Text shown >>
%%

# Buzz in JCA20H?



## Emohawk (Feb 3, 2006)

Hey folks,

I picked up a JCA20H when they first came available when the intro pricing deal was still on. Neat little amp, but I do have one issue with buzz somewhere in the pre-amp (I think). The buzzing is there even without a guitar or cable plugged in. It's not 60hz hum. It's a higher pitched buzz, which is why I think it may be a pre-amp gound or interference somewhere in the front end. I've swapped the tubes, tried different cables/guitars, etc with no effect. 

Has anyone else had the same issue? Just wondering if it's something common in the layout/design or if I may have a cold solder in a ground somewhere.

I did clean up the wiring in the power/HT section & the OT primaries/secondaries. Man - talk about spaghetti! Ridiculously long runs in the AC & B+ lines, OT primaries untwisted & bundled with the OT B+, heater secondaries untwisted, etc. Also the folks who assembled the thing seem to think more solder = better. I'm sure I sucked out enough to build another amp just in the half dozen connections I re-did. After tidying things up the noise floor seems to be a bit lower, and it certainly looks more civilized in there.

%%

Data excerpts >>
%%

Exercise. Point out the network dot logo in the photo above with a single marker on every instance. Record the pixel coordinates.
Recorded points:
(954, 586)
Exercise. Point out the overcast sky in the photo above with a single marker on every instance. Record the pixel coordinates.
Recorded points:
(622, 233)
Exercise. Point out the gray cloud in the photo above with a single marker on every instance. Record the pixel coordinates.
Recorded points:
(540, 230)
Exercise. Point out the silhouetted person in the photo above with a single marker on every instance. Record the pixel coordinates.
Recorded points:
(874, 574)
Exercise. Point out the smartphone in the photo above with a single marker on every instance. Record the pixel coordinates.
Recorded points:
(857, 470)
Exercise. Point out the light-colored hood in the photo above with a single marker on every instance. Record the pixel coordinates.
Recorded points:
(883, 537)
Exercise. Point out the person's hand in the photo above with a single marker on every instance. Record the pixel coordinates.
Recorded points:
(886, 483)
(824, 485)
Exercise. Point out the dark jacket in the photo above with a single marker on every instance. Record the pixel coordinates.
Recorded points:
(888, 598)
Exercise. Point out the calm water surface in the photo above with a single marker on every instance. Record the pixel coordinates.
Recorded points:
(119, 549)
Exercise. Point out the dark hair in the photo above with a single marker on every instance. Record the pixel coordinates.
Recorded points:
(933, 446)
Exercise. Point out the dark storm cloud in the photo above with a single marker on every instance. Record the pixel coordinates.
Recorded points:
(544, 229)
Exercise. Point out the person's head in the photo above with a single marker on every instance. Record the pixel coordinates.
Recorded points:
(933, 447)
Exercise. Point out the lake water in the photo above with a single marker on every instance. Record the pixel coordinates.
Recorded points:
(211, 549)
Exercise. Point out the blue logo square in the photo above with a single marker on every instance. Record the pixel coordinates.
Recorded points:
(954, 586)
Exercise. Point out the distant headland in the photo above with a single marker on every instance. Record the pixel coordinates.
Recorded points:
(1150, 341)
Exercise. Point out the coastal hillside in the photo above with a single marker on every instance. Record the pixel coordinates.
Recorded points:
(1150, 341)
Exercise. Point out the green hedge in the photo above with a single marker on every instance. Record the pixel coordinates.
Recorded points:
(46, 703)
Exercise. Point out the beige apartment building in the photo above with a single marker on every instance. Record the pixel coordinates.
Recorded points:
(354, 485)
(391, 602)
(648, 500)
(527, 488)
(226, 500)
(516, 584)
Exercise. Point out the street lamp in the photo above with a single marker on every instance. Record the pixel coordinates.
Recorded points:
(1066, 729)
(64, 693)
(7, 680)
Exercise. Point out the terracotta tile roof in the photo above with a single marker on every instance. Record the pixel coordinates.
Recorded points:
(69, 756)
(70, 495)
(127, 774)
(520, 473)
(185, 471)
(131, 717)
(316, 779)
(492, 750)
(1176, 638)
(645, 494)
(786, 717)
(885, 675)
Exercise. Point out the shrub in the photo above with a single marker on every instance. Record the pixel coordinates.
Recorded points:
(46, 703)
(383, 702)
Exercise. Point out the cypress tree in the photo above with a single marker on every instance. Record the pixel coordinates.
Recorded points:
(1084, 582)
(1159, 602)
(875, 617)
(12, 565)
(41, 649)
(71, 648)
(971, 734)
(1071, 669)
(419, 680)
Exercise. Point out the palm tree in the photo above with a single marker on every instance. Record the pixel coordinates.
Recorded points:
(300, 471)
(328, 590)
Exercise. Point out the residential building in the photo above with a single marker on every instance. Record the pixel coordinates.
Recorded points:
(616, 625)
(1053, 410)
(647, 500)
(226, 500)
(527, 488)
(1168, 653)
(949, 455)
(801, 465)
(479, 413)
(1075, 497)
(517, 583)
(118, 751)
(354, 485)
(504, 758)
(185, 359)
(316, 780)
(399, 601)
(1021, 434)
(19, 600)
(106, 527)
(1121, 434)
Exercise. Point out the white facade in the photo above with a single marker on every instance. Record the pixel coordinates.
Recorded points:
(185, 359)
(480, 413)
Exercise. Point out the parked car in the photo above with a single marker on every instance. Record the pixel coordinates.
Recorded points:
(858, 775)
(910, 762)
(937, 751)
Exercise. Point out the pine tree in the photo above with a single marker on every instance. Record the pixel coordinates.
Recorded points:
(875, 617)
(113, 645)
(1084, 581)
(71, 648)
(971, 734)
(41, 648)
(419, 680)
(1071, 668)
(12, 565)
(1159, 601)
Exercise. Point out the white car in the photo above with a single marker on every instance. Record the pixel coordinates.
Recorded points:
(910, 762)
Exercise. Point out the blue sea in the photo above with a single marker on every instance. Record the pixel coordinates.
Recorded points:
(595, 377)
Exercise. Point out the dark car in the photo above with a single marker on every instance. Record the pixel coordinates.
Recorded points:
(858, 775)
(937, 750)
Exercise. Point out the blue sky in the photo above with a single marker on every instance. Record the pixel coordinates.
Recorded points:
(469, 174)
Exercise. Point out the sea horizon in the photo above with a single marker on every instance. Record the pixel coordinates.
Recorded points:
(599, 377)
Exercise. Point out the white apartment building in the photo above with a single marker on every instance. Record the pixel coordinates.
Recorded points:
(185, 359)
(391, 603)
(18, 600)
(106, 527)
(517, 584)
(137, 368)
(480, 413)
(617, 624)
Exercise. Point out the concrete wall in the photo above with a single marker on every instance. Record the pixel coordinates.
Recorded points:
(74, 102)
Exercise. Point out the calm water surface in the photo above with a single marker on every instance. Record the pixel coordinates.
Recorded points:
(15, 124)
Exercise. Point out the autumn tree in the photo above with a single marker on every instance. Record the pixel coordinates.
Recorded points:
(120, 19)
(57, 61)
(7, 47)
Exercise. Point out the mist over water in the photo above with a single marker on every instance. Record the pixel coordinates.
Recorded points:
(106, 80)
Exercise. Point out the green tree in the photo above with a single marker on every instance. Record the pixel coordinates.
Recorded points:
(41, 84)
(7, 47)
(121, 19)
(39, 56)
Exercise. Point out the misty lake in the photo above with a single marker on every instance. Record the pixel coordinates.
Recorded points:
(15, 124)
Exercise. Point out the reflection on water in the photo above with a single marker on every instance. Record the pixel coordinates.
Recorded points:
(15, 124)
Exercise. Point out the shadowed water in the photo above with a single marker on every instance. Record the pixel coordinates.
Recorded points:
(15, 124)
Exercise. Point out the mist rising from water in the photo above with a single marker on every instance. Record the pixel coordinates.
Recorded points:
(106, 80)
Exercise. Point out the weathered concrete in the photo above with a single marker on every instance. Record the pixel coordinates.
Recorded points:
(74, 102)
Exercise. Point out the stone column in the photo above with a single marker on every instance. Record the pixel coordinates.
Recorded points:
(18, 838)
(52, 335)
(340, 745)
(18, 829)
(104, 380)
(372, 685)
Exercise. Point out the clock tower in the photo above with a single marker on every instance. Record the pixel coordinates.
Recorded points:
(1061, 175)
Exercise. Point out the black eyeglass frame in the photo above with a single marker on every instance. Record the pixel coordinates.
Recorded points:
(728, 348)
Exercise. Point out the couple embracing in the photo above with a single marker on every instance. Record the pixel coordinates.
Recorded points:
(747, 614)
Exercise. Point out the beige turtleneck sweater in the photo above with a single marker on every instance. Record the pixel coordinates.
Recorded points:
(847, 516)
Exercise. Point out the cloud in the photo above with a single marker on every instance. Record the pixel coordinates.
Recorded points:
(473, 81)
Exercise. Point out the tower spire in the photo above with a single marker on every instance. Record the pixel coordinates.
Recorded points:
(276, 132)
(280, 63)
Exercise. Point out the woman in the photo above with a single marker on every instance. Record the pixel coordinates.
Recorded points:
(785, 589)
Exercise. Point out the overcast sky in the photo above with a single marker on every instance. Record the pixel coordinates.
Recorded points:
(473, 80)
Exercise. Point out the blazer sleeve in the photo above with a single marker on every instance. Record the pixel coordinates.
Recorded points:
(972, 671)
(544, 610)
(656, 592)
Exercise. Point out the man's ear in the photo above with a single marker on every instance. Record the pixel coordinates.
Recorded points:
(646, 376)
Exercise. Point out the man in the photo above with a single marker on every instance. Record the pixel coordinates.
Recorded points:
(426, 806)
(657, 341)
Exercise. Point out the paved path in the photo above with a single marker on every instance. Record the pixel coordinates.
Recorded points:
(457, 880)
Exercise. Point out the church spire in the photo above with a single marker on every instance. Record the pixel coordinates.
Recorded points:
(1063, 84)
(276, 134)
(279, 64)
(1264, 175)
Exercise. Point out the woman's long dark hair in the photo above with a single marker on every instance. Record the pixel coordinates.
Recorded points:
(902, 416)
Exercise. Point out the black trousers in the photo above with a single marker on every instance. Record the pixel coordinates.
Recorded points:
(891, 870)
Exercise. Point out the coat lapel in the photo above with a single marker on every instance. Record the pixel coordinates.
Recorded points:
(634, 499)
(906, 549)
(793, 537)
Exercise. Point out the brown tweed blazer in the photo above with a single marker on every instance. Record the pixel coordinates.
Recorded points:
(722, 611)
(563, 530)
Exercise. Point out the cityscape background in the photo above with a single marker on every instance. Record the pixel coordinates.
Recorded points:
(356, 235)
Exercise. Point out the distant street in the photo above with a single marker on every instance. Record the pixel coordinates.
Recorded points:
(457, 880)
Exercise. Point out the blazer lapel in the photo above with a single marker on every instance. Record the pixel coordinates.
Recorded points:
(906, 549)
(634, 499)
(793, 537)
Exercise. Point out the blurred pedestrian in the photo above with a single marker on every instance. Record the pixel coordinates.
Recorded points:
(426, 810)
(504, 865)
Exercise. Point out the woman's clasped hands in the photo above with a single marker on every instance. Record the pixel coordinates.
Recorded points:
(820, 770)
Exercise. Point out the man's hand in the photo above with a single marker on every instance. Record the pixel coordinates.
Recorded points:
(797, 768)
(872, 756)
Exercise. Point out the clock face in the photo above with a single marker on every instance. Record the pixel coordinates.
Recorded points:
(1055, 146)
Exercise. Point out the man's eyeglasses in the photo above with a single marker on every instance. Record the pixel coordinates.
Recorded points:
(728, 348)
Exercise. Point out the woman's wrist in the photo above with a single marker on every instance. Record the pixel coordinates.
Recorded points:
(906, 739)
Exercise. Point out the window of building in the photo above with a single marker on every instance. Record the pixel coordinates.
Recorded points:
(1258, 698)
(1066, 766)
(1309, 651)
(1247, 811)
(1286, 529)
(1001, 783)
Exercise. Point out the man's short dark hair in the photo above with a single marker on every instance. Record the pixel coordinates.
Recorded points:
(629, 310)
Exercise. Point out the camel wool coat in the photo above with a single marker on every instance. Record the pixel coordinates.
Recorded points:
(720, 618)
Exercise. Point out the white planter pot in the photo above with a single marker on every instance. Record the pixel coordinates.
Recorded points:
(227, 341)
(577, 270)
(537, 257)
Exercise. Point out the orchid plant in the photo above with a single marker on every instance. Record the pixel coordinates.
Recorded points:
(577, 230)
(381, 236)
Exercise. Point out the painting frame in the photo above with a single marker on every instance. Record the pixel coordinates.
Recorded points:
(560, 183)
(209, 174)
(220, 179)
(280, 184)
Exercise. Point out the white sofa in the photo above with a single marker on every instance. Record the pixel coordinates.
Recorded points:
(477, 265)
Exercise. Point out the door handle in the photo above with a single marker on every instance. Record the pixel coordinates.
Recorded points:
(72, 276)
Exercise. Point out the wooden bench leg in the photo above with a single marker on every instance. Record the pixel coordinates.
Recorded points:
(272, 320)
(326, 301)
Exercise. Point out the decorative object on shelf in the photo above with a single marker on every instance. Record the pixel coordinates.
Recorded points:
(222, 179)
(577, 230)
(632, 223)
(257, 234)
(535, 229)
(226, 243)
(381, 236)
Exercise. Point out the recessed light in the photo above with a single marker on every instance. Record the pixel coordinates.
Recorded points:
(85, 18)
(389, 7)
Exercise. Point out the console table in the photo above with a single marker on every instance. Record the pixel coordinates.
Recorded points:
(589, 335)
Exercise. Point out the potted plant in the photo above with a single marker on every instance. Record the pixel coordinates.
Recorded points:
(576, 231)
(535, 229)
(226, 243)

%%

Directions >> Reproduce word for word the passage of the JCA20H buzz post that starts with "I picked up" and goes on through "a ground somewhere.".

Exercise result >>
I picked up a JCA20H when they first came available when the intro pricing deal was still on. Neat little amp, but I do have one issue with buzz somewhere in the pre-amp (I think). The buzzing is there even without a guitar or cable plugged in. It's not 60hz hum. It's a higher pitched buzz, which is why I think it may be a pre-amp gound or interference somewhere in the front end. I've swapped the tubes, tried different cables/guitars, etc with no effect. 

Has anyone else had the same issue? Just wondering if it's something common in the layout/design or if I may have a cold solder in a ground somewhere.